[Direction] Give each line of the rows below as a JSON list of strings, with one string per line and blank lines skipped. Leave the pictures out.

[Rows from a dataset]
_ _ _ _ _

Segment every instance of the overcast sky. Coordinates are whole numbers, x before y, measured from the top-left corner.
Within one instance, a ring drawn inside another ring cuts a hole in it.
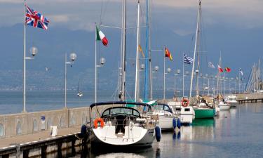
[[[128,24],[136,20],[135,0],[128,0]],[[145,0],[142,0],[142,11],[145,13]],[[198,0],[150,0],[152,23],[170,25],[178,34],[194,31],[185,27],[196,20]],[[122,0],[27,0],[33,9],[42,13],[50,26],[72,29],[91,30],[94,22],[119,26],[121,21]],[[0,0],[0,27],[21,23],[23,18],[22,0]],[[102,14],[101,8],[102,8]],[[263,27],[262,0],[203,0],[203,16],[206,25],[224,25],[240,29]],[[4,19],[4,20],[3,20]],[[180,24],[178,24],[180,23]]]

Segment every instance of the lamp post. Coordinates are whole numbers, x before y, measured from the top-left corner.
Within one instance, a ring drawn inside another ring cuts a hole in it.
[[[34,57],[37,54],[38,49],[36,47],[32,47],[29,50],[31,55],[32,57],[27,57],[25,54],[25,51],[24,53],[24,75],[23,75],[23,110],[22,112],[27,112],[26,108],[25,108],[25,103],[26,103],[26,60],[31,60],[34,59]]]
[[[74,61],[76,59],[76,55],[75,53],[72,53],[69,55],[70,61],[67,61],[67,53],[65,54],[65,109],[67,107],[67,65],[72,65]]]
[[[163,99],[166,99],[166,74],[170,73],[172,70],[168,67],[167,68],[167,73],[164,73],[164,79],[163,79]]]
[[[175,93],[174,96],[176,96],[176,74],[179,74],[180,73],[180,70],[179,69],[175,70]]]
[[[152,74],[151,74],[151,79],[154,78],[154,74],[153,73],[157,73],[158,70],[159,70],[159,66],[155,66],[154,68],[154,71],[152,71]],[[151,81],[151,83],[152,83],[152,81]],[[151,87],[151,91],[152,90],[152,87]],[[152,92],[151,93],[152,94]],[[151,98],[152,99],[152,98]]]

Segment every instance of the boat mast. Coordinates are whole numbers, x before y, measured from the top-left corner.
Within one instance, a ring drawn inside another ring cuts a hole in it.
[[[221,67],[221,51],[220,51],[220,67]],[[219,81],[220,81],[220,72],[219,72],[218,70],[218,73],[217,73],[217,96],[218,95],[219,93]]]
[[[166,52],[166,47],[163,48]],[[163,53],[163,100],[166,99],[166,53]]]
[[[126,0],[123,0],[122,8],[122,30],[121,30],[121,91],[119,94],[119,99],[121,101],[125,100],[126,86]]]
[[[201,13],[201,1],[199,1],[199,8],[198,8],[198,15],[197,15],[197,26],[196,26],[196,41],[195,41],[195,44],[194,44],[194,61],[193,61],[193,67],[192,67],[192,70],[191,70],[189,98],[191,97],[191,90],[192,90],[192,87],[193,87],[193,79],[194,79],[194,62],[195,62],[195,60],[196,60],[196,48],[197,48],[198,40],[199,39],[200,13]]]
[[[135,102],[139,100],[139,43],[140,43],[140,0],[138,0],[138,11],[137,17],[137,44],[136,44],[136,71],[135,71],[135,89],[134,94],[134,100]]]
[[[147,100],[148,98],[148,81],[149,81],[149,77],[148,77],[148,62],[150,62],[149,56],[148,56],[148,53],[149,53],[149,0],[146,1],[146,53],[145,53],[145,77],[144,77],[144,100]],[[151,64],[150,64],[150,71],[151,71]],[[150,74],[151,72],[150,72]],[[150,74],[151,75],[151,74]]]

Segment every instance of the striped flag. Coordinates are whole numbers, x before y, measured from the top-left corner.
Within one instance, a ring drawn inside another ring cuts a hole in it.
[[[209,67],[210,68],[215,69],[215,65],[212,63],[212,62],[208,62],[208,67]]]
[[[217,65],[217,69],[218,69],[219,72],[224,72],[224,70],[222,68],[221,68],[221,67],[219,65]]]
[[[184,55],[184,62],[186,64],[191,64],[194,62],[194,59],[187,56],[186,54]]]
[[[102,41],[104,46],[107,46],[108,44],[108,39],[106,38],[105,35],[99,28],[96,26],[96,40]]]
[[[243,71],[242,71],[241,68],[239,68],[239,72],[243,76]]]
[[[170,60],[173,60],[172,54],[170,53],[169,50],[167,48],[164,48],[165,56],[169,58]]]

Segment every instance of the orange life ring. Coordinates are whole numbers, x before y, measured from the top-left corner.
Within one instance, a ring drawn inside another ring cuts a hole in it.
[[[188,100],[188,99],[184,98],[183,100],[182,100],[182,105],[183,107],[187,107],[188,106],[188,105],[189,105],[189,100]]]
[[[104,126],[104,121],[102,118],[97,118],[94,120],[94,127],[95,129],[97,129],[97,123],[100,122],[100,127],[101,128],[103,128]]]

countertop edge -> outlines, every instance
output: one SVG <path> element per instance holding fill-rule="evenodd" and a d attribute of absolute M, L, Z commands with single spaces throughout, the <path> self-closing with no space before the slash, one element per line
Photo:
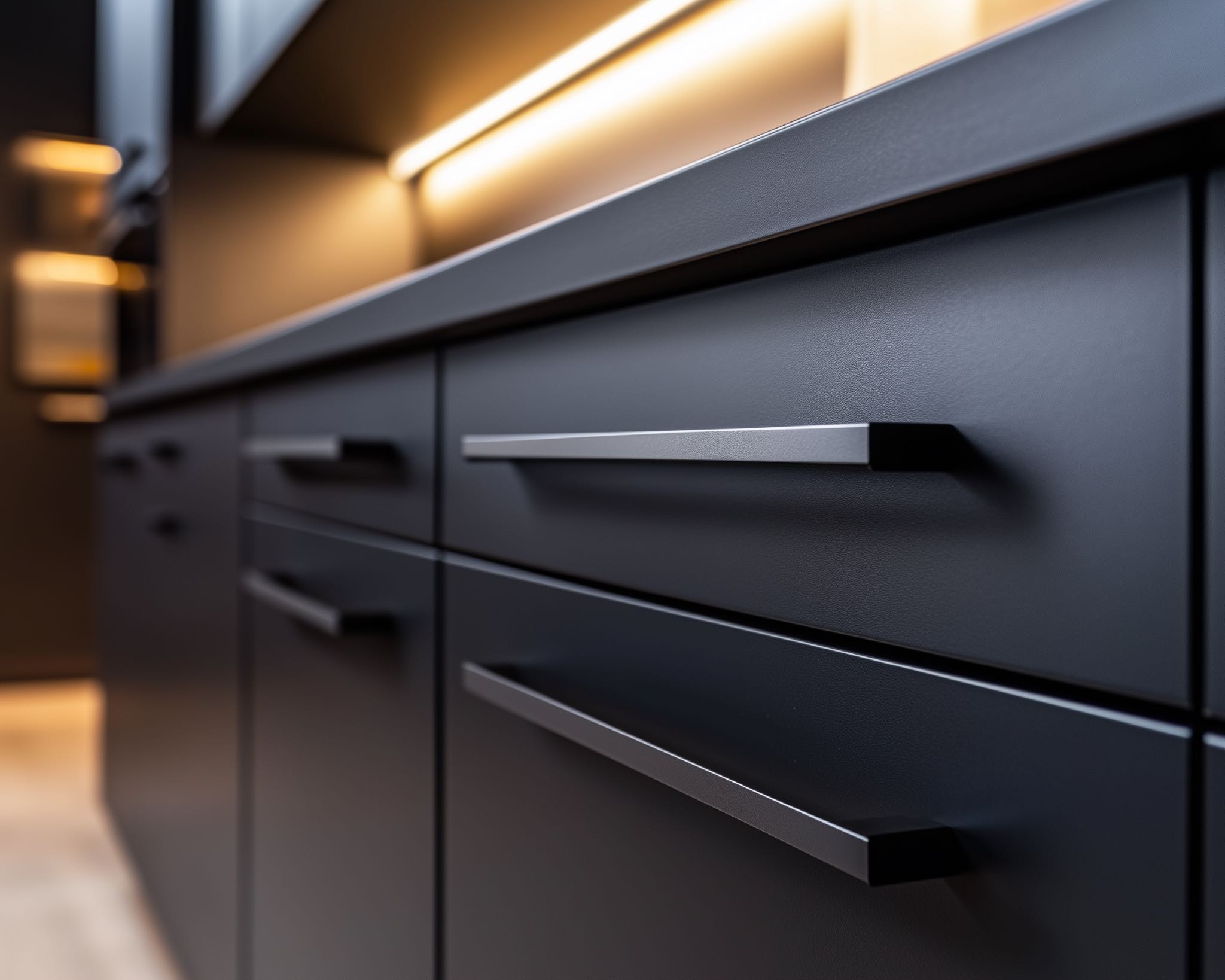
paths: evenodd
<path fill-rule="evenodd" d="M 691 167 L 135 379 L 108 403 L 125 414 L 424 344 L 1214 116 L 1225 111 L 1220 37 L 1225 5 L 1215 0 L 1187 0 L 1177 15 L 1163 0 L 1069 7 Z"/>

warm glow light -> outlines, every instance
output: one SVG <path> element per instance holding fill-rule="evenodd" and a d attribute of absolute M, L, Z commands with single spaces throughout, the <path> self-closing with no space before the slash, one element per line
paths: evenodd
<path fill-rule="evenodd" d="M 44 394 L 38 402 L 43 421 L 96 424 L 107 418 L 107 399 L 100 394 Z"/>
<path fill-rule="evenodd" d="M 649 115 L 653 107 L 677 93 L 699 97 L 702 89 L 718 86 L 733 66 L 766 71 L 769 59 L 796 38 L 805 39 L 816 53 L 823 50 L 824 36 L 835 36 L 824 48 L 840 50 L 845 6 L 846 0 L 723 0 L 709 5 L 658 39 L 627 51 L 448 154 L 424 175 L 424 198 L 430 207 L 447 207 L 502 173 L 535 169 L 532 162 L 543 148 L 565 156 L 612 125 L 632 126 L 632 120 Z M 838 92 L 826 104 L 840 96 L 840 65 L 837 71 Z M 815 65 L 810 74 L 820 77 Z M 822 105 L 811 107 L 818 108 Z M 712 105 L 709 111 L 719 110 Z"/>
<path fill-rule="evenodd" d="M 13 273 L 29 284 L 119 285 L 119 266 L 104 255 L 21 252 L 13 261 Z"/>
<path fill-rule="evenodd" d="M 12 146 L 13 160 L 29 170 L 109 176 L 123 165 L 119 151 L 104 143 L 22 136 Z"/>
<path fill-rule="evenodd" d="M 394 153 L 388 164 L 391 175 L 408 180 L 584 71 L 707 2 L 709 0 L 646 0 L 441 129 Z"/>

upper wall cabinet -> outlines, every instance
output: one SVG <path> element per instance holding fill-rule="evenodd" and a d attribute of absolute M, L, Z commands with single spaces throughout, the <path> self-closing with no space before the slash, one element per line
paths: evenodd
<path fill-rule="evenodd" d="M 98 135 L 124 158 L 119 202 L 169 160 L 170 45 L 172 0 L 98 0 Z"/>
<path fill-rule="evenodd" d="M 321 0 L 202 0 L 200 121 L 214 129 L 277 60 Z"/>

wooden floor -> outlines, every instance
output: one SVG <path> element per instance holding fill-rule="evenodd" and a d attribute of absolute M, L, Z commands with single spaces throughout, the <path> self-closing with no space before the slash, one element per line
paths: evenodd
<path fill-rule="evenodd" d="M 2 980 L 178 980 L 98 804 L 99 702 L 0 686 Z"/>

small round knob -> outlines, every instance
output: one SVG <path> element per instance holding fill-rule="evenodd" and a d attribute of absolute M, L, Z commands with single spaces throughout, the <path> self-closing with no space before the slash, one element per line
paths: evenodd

_ _ _ _ _

[Exercise answer]
[
  "Segment every instance of the overcast sky. Coordinates are whole numbers, x before y, measured from the top-left corner.",
  "Within one instance, a ring drawn inside another ring cuts a hole in it.",
  "[[[128,24],[136,20],[135,0],[128,0]],[[145,0],[142,0],[142,11],[145,13]],[[198,0],[150,0],[152,23],[170,25],[178,34],[194,31],[185,27],[196,20]],[[122,0],[27,0],[33,9],[42,13],[50,26],[72,29],[91,30],[94,22],[119,26],[121,21]],[[0,0],[0,27],[21,23],[23,18],[22,0]],[[102,14],[101,8],[102,8]],[[263,27],[262,0],[203,0],[203,16],[206,25],[224,25],[240,29]],[[4,19],[4,20],[3,20]],[[180,24],[178,24],[180,23]]]",
  "Segment every instance of the lamp post. Coordinates are whole numbers, x before y, measured from the top-left corner.",
  "Within one instance, a ring drawn inside another ring cuts a hole in it.",
  "[[[34,57],[37,54],[38,49],[36,47],[32,47],[29,50],[31,55],[32,57],[27,57],[25,54],[25,51],[24,53],[24,75],[23,75],[23,110],[22,112],[27,112],[26,108],[25,108],[25,103],[26,103],[26,60],[31,60],[34,59]]]",
  "[[[74,61],[76,59],[76,55],[75,53],[72,53],[69,55],[70,61],[67,61],[67,53],[65,54],[65,109],[67,107],[67,65],[72,65]]]",
  "[[[163,99],[166,99],[166,74],[170,73],[172,70],[168,67],[167,68],[167,73],[164,73],[164,79],[163,79]]]",
  "[[[175,93],[174,96],[176,96],[176,74],[179,74],[180,73],[180,70],[179,69],[175,70]]]",
  "[[[152,74],[151,74],[151,79],[154,78],[154,74],[153,73],[157,73],[158,70],[159,70],[159,66],[155,66],[154,68],[154,71],[152,71]],[[151,81],[151,83],[152,83],[152,81]],[[151,87],[151,91],[152,90],[152,87]],[[152,92],[151,93],[152,94]],[[151,98],[152,99],[152,98]]]",
  "Segment every instance of the boat mast. Coordinates are whole numbers, x before y, measured from the top-left corner.",
  "Within one instance, a ring drawn inside another ring cuts a hole in it.",
  "[[[221,67],[221,51],[220,51],[220,67]],[[219,81],[220,81],[220,72],[219,72],[218,70],[218,73],[217,73],[217,96],[218,95],[219,93]]]",
  "[[[166,52],[166,47],[163,48]],[[163,53],[163,100],[166,99],[166,53]]]",
  "[[[126,0],[123,0],[122,8],[122,30],[121,30],[121,91],[119,94],[119,99],[121,101],[125,100],[126,86]]]",
  "[[[201,13],[201,1],[199,1],[199,8],[198,8],[198,15],[197,15],[197,26],[196,26],[196,41],[195,41],[195,44],[194,44],[194,61],[193,61],[193,67],[192,67],[192,70],[191,70],[189,98],[191,97],[191,90],[192,90],[192,87],[193,87],[193,79],[194,79],[194,62],[195,62],[195,60],[196,60],[196,48],[197,48],[198,40],[199,39],[200,13]]]",
  "[[[135,102],[139,100],[139,43],[140,43],[140,0],[138,0],[138,11],[137,17],[137,44],[136,44],[136,71],[135,71],[135,89],[134,94],[134,100]]]",
  "[[[147,100],[148,98],[148,81],[149,81],[149,77],[148,77],[148,62],[150,62],[149,56],[148,56],[148,53],[149,53],[149,0],[146,1],[146,53],[145,53],[145,77],[144,77],[144,100]],[[151,64],[150,64],[150,71],[151,71]],[[150,74],[151,72],[150,72]],[[150,74],[151,75],[151,74]]]",
  "Segment every instance of the striped flag. Coordinates are whole numbers, x before y, measured from the top-left corner.",
  "Within one instance, a ring drawn inside another ring cuts a hole in it.",
  "[[[209,67],[210,68],[215,69],[215,65],[212,63],[212,62],[208,62],[208,67]]]",
  "[[[217,65],[217,69],[218,69],[219,72],[224,72],[224,70],[222,68],[221,68],[221,67],[219,65]]]",
  "[[[184,55],[184,62],[186,64],[191,64],[194,62],[194,59],[187,56],[186,54]]]",
  "[[[102,41],[104,46],[107,46],[108,44],[108,39],[106,38],[105,35],[99,28],[96,26],[96,40]]]",
  "[[[243,71],[242,71],[241,68],[239,68],[239,72],[243,76]]]",
  "[[[170,60],[173,60],[172,54],[170,53],[169,50],[167,48],[164,48],[165,56],[169,58]]]",
  "Segment every instance of the orange life ring. Coordinates are whole numbers, x before y, measured from the top-left corner.",
  "Within one instance, a ring drawn inside another ring cuts a hole in it.",
  "[[[188,100],[188,99],[184,98],[183,100],[182,100],[182,105],[183,107],[187,107],[188,106],[188,105],[189,105],[189,100]]]",
  "[[[104,126],[104,121],[102,118],[97,118],[94,120],[94,127],[95,129],[97,129],[97,123],[100,122],[100,127],[101,128],[103,128]]]",
  "countertop edge -> outlines, every instance",
  "output: one SVG <path> element per instance holding fill-rule=\"evenodd\" and a d attribute of absolute M, L, Z commands with single spaces throughout, the <path> self-closing with no space before the slash, one element per line",
  "Photo:",
  "paths: evenodd",
  "<path fill-rule=\"evenodd\" d=\"M 691 167 L 135 379 L 108 403 L 125 414 L 424 344 L 1214 116 L 1225 111 L 1220 37 L 1225 5 L 1215 0 L 1187 0 L 1177 15 L 1163 0 L 1069 7 Z\"/>",
  "warm glow light -> outlines, every instance",
  "output: one SVG <path> element per instance holding fill-rule=\"evenodd\" and a d attribute of absolute M, L, Z commands with single spaces throughout, the <path> self-closing with no space before the slash, one element per line",
  "paths: evenodd",
  "<path fill-rule=\"evenodd\" d=\"M 44 394 L 38 402 L 43 421 L 96 424 L 107 418 L 107 399 L 100 394 Z\"/>",
  "<path fill-rule=\"evenodd\" d=\"M 649 115 L 653 107 L 677 93 L 699 97 L 702 89 L 718 86 L 733 66 L 766 71 L 769 59 L 796 38 L 805 39 L 816 53 L 823 50 L 824 36 L 835 36 L 824 48 L 840 50 L 845 6 L 846 0 L 723 0 L 709 5 L 658 39 L 627 51 L 448 154 L 424 175 L 424 198 L 430 207 L 447 207 L 502 173 L 535 169 L 532 162 L 543 148 L 565 156 L 612 125 L 632 126 L 632 120 Z M 838 92 L 826 104 L 840 96 L 840 65 L 837 71 Z M 815 65 L 810 74 L 820 77 Z M 822 105 L 811 107 L 818 108 Z M 712 105 L 709 111 L 719 110 Z\"/>",
  "<path fill-rule=\"evenodd\" d=\"M 13 273 L 29 284 L 119 285 L 119 266 L 104 255 L 21 252 L 13 261 Z\"/>",
  "<path fill-rule=\"evenodd\" d=\"M 12 146 L 13 160 L 29 170 L 109 176 L 123 165 L 119 151 L 104 143 L 22 136 Z\"/>",
  "<path fill-rule=\"evenodd\" d=\"M 394 153 L 388 164 L 391 175 L 408 180 L 584 71 L 707 2 L 709 0 L 646 0 L 441 129 Z\"/>",
  "upper wall cabinet -> outlines, every instance",
  "output: one SVG <path> element per instance holding fill-rule=\"evenodd\" and a d attribute of absolute M, L, Z commands with single spaces throughout, the <path> self-closing with no space before the slash, one element per line",
  "paths: evenodd",
  "<path fill-rule=\"evenodd\" d=\"M 98 135 L 124 158 L 119 202 L 169 160 L 170 45 L 172 0 L 98 0 Z\"/>",
  "<path fill-rule=\"evenodd\" d=\"M 321 0 L 202 0 L 200 121 L 214 129 L 277 60 Z\"/>",
  "wooden floor -> outlines, every instance",
  "output: one SVG <path> element per instance holding fill-rule=\"evenodd\" and a d attribute of absolute M, L, Z commands with single spaces throughout, the <path> self-closing with no space before the slash, one element per line",
  "paths: evenodd",
  "<path fill-rule=\"evenodd\" d=\"M 2 980 L 178 980 L 98 804 L 99 702 L 0 686 Z\"/>",
  "small round knob -> outlines, every instance",
  "output: one SVG <path> element per instance holding fill-rule=\"evenodd\" and a d attribute of absolute M, L, Z commands with single spaces throughout, the <path> self-closing with no space before the slash, one element per line",
  "paths: evenodd"
]